* **Selected extract**:
· · · · · · ·
It was reported across the media late last month that the Hilton Hotel chain had a credit card breach. While some media is reporting that the dates of the attack are from April 21 to July 27 of this year, Brian Krebs is reporting that sources are telling him that the breach may go as far back as November of last year and may still be going on – a much bigger window, if accurate, than earlier reported.
What is more interesting is that – and we have seen this before – that the attack did not affect the front desk charges; it only affected restaurants, coffee bars and gift shops.
Why would it only affect those credit card readers and not the ones at the front desk.
According to Krebs, those locations are franchised. While that term is a little vague to me (many of the hotels themselves are franchises), I think what he means is that those operations are not run by Hilton and are not run by the hotel franchisee either; they are operated by a third party.
Assuming this is accurate and I think it is, what it means is that one or more VENDORs that Hilton selected had poor security.
· · · · · · ·
* **Study material**:

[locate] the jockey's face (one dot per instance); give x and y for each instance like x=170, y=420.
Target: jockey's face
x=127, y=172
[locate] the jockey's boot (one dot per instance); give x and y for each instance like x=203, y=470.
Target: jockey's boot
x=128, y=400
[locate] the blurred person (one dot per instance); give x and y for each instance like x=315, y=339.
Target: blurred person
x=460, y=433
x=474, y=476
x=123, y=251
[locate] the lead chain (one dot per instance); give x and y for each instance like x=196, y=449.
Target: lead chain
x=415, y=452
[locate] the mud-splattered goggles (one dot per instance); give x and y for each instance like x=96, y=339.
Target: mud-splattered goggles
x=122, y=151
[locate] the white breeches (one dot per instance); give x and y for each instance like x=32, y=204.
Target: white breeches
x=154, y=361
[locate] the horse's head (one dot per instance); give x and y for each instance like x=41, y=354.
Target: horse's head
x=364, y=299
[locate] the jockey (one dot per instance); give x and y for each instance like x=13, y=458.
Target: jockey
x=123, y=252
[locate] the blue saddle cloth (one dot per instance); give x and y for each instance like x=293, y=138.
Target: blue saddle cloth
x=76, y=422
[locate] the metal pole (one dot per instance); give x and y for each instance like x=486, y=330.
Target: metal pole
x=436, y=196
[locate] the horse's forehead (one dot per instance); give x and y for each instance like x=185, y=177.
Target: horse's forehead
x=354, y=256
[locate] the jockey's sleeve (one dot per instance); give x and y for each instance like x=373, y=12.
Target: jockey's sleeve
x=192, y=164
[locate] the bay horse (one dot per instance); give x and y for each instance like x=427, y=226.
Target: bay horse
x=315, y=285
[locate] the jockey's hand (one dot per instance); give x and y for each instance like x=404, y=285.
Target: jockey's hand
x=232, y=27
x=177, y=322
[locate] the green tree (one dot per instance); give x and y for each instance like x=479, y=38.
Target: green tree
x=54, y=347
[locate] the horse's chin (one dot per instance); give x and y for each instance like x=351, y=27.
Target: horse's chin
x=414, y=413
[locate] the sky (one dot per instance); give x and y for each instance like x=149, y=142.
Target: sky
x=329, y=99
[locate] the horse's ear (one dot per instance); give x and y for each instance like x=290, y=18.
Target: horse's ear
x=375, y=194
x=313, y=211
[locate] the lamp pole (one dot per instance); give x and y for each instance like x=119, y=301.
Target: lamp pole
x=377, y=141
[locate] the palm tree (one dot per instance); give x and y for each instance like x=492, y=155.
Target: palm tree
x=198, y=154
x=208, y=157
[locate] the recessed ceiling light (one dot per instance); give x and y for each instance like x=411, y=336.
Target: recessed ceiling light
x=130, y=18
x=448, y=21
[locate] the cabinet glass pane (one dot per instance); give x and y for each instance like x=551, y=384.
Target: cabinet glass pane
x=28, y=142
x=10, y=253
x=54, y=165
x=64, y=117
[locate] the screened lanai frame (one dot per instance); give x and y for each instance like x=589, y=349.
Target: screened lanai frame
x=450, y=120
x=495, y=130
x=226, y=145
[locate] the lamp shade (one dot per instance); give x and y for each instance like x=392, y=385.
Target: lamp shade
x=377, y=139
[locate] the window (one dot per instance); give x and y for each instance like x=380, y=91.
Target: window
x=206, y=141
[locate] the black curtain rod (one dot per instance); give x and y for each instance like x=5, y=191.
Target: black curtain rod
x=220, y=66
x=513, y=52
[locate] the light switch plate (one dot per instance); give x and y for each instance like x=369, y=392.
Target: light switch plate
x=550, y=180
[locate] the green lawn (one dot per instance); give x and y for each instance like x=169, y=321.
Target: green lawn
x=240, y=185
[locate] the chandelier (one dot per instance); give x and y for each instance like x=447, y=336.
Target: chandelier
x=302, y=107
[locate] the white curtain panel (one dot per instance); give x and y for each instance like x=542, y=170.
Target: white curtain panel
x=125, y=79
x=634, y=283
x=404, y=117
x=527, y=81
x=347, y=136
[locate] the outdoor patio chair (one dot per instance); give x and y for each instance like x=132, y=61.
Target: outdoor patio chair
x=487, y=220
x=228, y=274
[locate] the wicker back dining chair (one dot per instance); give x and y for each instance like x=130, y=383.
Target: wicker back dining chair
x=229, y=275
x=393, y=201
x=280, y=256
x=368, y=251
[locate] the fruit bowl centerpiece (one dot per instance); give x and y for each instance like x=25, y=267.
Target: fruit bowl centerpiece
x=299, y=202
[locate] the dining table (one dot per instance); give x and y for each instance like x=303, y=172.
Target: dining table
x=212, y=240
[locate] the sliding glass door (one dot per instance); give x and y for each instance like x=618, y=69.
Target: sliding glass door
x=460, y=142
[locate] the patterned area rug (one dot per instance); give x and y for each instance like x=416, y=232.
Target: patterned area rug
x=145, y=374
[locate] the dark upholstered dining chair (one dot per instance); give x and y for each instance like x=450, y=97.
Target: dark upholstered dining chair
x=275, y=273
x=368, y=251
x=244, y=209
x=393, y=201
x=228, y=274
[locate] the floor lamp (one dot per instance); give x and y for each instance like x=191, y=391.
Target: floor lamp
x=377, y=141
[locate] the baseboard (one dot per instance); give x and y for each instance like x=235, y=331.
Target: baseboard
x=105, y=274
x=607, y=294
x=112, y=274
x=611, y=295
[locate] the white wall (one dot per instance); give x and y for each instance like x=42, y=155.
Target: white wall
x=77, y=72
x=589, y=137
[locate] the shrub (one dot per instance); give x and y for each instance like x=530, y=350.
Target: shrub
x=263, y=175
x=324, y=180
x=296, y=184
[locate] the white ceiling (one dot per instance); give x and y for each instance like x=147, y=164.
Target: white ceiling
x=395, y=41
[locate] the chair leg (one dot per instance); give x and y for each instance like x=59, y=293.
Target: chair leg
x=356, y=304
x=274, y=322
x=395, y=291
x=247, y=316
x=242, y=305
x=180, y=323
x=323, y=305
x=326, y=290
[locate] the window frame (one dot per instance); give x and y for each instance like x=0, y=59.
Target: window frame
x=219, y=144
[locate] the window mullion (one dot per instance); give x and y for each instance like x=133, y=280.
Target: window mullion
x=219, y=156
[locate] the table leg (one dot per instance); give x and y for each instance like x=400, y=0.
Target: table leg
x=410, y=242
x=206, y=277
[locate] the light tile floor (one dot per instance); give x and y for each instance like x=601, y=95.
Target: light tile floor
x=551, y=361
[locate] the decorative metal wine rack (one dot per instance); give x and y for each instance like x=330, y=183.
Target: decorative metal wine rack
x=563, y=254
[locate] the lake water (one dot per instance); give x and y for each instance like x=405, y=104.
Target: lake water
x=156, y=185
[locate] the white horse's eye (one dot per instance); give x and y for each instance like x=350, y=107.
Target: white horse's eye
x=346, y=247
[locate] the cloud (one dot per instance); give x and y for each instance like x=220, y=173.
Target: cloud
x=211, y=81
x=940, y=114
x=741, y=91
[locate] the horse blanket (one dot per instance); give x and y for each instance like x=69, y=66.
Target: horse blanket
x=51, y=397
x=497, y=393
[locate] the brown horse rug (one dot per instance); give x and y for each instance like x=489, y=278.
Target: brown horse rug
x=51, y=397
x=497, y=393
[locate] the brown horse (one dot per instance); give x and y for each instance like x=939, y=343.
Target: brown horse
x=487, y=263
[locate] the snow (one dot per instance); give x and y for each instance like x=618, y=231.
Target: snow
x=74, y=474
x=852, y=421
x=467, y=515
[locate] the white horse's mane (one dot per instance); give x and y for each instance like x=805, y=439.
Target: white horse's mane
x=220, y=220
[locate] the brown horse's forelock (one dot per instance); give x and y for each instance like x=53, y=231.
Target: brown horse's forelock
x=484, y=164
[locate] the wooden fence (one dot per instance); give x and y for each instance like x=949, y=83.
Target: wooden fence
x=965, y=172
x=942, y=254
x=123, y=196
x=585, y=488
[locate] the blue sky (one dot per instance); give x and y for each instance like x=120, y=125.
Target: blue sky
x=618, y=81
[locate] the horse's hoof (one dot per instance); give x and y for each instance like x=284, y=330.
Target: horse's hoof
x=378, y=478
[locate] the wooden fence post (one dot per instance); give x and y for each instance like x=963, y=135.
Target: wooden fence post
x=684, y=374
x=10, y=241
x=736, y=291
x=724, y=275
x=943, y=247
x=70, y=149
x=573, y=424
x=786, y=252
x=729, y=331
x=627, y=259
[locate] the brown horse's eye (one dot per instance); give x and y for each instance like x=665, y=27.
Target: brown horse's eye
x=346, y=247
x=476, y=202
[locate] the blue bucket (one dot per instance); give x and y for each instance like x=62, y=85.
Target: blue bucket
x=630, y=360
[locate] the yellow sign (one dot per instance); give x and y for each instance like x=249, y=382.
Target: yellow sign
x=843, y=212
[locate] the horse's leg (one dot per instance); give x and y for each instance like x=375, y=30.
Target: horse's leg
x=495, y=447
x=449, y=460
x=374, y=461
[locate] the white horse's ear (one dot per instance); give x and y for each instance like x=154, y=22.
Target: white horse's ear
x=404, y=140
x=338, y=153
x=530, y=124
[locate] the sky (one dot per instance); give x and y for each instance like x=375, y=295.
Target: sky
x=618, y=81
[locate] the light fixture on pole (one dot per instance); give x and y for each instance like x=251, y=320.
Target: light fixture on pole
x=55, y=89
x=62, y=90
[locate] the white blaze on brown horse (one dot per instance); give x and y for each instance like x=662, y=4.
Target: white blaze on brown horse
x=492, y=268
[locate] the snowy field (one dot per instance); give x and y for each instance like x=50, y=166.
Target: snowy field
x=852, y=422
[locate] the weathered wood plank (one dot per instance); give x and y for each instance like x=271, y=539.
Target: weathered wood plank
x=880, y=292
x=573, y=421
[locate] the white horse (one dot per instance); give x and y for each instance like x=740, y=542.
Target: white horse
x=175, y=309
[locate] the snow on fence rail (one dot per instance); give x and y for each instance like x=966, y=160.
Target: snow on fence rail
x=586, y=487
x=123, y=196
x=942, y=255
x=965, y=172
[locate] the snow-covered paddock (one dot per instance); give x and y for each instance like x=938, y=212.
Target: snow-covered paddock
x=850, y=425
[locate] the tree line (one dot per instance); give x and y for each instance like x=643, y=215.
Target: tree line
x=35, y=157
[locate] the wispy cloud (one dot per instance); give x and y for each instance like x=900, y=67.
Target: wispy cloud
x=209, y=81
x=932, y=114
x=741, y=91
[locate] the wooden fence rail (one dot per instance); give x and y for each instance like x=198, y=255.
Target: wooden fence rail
· · · · · · ·
* **Exercises**:
a – According to the Hilton breach article, which locations had their card readers affected by the attack?
b – Carry on the Hilton breach article from its final sentence.

* **Exercise responses**:
a – Restaurants, coffee bars and gift shops

b –
As more and more businesses outsource little bits of their business (besides this one, the Target, Home Depot, Office Of Personnel Management, the Zoo gift shop breach (a number of zoos that outsource their gift shops), this breach, T-Mobile (twice) and a number of others all started with a vendor.
I understand that a vendor risk assessment program costs money, but as Hilton and T-Mobile, this month, are learning, it is also expensive NOT to have a vendor risk assessment program.
It is a classic case of pay me now (have a vendor risk program) or pay me later (deal with the vendor being breached).
Just to be clear, a vendor risk assessment program will not STOP all breaches, but it will improve your odds, if you do it right.
If the program is a paper exercise and no one really cares about the results, then it won’t do any good. On the other hand, if the business is willing to fire the vendor (not give them any more business) if their risk profile is not at the level that the company wants, then the vendors will improve their security.
Each company needs to identify their high risk vendors. These are the ones that either have data which, if compromised, will cost the company a lot of money to deal with or have direct access to the company’s computer network. Those are the first vendors to do a risk assessment on.
Vendor risk assessments – they are an important part of your security program.
Information for this post came from Krebs On Security.